Les immanquables de la cuisine britannique
Il est indéniable que le petit déjeuner ou breakfast a plus d’importance chez notre voisin anglais que le déjeuner ou lunch. Pour s’en convaincre rien de mieux que de se régaler d’un gargantuesque English breakfast, idéal pour commencer une longue journée de visite. Il se compose d’œufs, au plat, pochés ou brouillés, accompagné de petites saucisses grillées, de tomates poêlées, de champignons rôtis, de haricots blancs en sauce tomate appelés baked beans ainsi que de black pudding, l’équivalent anglais de notre boudin noir. Le tout est servi avec des toasts de pain de mie accompagnés de beurre et de marmelade. Bien sûr un pareil festin demande du temps et est plutôt savouré par les Londoniens les week-ends.

### Consigne écrite a
Repérez dans les enregistrements ci-dessous chaque ligne qui contient la chaîne « road », puis recopiez toutes ces lignes.

### Données fournies
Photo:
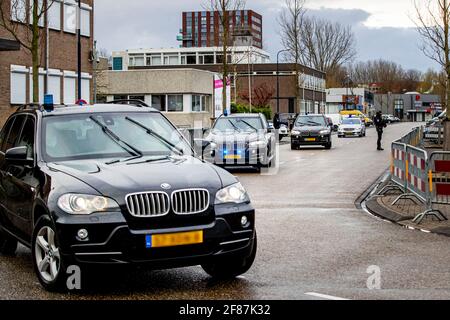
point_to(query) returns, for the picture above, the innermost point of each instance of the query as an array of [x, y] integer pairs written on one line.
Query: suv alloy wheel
[[48, 263]]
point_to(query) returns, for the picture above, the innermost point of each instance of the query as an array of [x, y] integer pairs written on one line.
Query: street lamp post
[[278, 78], [79, 48]]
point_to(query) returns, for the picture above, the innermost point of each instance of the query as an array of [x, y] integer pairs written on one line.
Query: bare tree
[[391, 76], [433, 21], [290, 21], [324, 45], [225, 8], [23, 20]]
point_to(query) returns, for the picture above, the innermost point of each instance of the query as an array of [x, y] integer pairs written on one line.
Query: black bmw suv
[[117, 184]]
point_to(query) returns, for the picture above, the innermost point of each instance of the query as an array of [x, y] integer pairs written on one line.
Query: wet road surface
[[313, 242]]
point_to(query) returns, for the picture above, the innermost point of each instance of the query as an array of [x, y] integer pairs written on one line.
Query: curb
[[380, 181]]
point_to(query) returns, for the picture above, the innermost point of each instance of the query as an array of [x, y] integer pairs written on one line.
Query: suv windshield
[[238, 124], [110, 135], [351, 121], [310, 121]]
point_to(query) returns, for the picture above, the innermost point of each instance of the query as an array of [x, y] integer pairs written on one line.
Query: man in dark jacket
[[276, 121], [380, 124]]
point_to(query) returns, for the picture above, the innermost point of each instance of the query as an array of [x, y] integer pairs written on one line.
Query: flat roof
[[9, 45]]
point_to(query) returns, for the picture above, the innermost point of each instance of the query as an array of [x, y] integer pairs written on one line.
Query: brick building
[[60, 76], [203, 29]]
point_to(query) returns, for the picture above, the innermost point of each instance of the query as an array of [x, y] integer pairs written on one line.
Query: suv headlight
[[82, 204], [233, 194], [257, 144]]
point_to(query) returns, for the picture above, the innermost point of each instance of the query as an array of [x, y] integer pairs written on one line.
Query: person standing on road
[[380, 124], [276, 121]]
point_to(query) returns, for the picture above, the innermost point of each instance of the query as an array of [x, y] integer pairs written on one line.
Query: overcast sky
[[383, 28]]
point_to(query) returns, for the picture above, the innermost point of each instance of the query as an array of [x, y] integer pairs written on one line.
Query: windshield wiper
[[123, 160], [156, 135], [248, 124], [236, 128], [135, 152], [314, 124], [150, 160]]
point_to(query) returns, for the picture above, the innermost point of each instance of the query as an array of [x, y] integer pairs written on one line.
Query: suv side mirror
[[17, 155]]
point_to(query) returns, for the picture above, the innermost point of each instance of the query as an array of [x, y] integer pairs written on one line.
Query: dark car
[[242, 140], [310, 130], [117, 184]]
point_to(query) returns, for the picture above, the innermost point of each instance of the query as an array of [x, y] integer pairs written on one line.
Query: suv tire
[[8, 245], [232, 267], [48, 262]]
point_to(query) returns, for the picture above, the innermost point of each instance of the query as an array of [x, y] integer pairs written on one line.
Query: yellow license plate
[[233, 157], [174, 239]]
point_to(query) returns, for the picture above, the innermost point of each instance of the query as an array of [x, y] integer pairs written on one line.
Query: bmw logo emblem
[[166, 186]]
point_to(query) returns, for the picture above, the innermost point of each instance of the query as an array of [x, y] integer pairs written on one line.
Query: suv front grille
[[148, 204], [190, 201]]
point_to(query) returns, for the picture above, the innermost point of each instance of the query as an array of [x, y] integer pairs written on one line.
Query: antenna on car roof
[[136, 102], [48, 103]]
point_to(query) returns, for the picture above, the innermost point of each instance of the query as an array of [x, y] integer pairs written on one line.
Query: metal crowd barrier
[[438, 185], [420, 178]]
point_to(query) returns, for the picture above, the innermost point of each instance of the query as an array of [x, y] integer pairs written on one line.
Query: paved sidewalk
[[406, 210]]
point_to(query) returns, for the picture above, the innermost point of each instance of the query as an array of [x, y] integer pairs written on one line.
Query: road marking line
[[324, 296]]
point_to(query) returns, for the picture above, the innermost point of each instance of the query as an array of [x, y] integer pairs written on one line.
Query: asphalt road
[[313, 242]]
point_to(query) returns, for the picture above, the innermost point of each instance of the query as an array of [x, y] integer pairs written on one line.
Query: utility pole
[[79, 48], [278, 78]]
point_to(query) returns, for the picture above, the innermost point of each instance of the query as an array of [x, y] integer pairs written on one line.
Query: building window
[[191, 59], [399, 104], [54, 85], [199, 103], [175, 103], [54, 16], [120, 97], [86, 87], [171, 60], [70, 17], [159, 102], [69, 87], [40, 5], [18, 84], [137, 97], [196, 103], [117, 63], [209, 59], [19, 13], [41, 85]]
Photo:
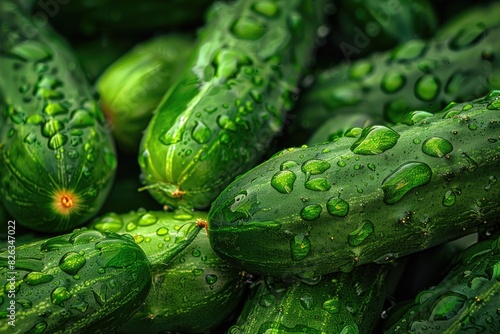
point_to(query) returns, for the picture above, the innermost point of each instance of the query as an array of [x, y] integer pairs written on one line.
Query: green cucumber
[[388, 193], [80, 19], [57, 157], [368, 25], [466, 300], [81, 282], [338, 303], [219, 117], [418, 74], [132, 87], [194, 290], [341, 125]]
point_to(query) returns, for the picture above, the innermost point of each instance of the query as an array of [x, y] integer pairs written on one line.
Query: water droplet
[[449, 198], [71, 263], [472, 163], [248, 28], [201, 133], [409, 51], [59, 295], [337, 207], [283, 181], [360, 69], [466, 37], [447, 306], [266, 8], [51, 127], [266, 300], [414, 117], [427, 87], [58, 140], [375, 139], [211, 279], [491, 181], [319, 184], [356, 237], [35, 278], [437, 147], [311, 212], [39, 328], [226, 123], [300, 245], [307, 301], [32, 50], [407, 177], [392, 81], [315, 166]]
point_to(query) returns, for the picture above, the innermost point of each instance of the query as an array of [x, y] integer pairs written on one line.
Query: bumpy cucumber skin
[[466, 300], [81, 282], [194, 290], [418, 74], [132, 87], [404, 191], [338, 303], [57, 157], [219, 117]]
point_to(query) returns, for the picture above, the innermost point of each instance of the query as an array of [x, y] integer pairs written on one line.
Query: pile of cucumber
[[249, 166]]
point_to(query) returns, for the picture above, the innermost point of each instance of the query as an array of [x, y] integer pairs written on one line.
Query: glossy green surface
[[467, 300], [337, 303], [387, 193], [220, 116], [132, 87], [82, 282], [458, 64], [57, 158]]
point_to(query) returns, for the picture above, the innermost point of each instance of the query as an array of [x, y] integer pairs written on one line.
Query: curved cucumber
[[338, 303], [418, 74], [82, 282], [132, 87], [57, 158], [388, 193], [467, 300], [218, 118], [193, 289]]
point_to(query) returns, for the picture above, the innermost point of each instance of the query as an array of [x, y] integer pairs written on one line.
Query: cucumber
[[466, 300], [340, 125], [194, 290], [83, 19], [131, 87], [338, 303], [221, 114], [368, 25], [57, 157], [418, 74], [81, 282], [390, 192]]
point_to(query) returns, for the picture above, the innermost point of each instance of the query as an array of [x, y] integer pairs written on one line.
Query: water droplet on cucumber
[[437, 147]]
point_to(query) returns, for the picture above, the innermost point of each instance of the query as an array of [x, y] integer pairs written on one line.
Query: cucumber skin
[[357, 86], [473, 291], [248, 229], [121, 288], [36, 178], [338, 303], [133, 85], [180, 299], [250, 86]]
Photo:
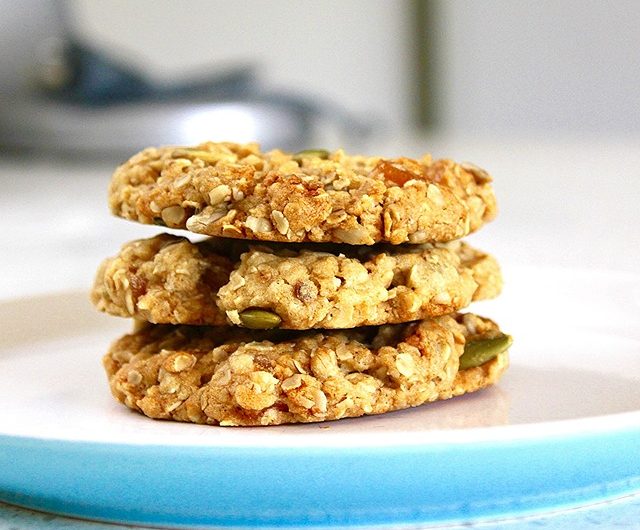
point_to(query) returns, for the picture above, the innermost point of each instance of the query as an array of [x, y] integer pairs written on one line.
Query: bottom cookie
[[231, 376]]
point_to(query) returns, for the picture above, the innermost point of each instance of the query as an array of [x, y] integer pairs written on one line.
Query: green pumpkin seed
[[478, 352], [259, 319], [309, 153]]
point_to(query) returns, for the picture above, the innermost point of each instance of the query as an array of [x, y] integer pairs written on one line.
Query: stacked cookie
[[328, 285]]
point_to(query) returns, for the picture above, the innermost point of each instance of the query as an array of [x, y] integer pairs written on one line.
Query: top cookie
[[236, 190]]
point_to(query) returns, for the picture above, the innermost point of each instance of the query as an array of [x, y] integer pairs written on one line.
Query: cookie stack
[[328, 285]]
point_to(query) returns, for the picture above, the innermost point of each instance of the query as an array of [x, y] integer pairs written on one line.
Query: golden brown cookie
[[169, 280], [238, 191], [230, 376]]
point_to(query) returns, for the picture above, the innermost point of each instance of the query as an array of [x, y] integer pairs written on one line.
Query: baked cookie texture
[[238, 191], [170, 280], [230, 376]]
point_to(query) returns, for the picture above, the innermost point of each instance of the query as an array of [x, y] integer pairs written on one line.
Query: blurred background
[[109, 76], [544, 94]]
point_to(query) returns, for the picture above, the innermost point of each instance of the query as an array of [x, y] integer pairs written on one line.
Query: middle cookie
[[170, 280]]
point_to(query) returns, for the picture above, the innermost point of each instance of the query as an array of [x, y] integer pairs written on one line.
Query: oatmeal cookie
[[170, 280], [223, 376], [238, 191]]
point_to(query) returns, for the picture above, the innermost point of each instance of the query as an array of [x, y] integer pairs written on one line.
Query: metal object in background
[[58, 94]]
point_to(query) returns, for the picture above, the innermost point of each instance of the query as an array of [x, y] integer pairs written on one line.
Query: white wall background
[[353, 52], [515, 66], [567, 66]]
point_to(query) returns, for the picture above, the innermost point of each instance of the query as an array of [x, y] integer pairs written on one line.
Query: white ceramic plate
[[562, 428]]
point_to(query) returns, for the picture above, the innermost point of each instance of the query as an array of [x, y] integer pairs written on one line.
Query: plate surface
[[561, 429]]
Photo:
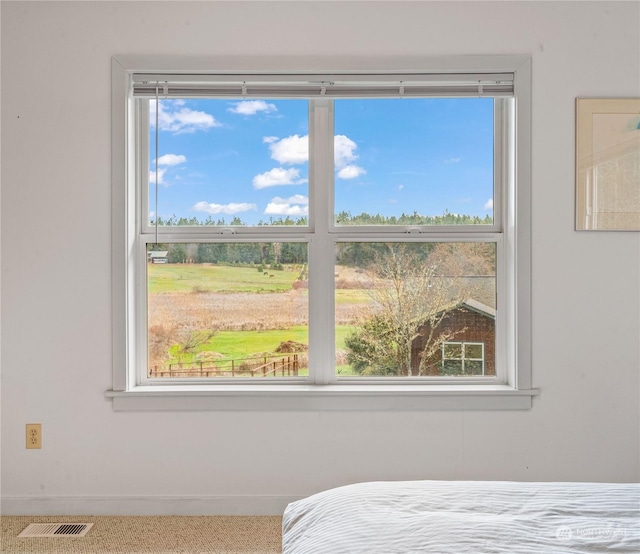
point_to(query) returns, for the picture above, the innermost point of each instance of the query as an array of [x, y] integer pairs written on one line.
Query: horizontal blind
[[330, 86]]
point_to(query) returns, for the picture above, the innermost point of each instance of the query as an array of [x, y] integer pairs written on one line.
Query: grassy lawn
[[216, 278], [235, 345], [227, 345]]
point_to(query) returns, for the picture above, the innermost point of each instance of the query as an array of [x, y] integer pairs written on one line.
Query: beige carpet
[[158, 534]]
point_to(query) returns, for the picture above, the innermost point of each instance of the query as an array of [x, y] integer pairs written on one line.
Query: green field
[[217, 278], [182, 280]]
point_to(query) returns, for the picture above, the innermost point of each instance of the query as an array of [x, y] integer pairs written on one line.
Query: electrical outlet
[[34, 435]]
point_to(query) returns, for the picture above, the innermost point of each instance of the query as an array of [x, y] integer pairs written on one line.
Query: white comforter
[[465, 516]]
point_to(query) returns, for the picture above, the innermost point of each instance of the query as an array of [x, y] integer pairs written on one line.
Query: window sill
[[322, 398]]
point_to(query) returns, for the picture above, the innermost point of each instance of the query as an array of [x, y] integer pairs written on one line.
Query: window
[[463, 358], [306, 234]]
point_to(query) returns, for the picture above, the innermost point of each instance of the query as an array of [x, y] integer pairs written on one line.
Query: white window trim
[[464, 358], [516, 393]]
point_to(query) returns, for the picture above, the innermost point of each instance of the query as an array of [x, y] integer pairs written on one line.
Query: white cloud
[[277, 176], [229, 209], [172, 159], [351, 172], [152, 176], [176, 119], [294, 149], [289, 150], [252, 107], [294, 205], [343, 151]]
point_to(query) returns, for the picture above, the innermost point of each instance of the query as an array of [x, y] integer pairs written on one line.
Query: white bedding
[[465, 517]]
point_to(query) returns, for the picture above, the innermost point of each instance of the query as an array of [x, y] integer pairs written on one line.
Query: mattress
[[465, 516]]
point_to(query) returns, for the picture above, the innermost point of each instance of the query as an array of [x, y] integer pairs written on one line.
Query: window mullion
[[321, 248]]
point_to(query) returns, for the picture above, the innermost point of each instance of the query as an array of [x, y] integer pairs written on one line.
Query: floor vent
[[56, 530]]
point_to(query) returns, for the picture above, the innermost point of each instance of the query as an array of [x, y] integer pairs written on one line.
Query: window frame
[[511, 390], [463, 357]]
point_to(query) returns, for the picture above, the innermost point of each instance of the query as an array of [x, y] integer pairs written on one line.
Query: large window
[[317, 230]]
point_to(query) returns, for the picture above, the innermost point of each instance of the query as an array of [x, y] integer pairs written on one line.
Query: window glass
[[229, 162], [398, 303], [414, 161], [227, 309]]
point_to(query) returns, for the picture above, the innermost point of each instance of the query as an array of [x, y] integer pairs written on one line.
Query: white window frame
[[463, 358], [511, 232]]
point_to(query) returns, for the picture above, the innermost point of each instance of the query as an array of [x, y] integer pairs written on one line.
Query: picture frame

### Consigne écrite b
Dans le texte sur la cuisine britannique, avec quoi les toasts de pain de mie du English breakfast sont-ils accompagnés ?

### Corrigé a
Query: wet road surface
Query: person standing on road
Query: road marking line
Query: asphalt road

### Corrigé b
Avec du beurre et de la marmelade.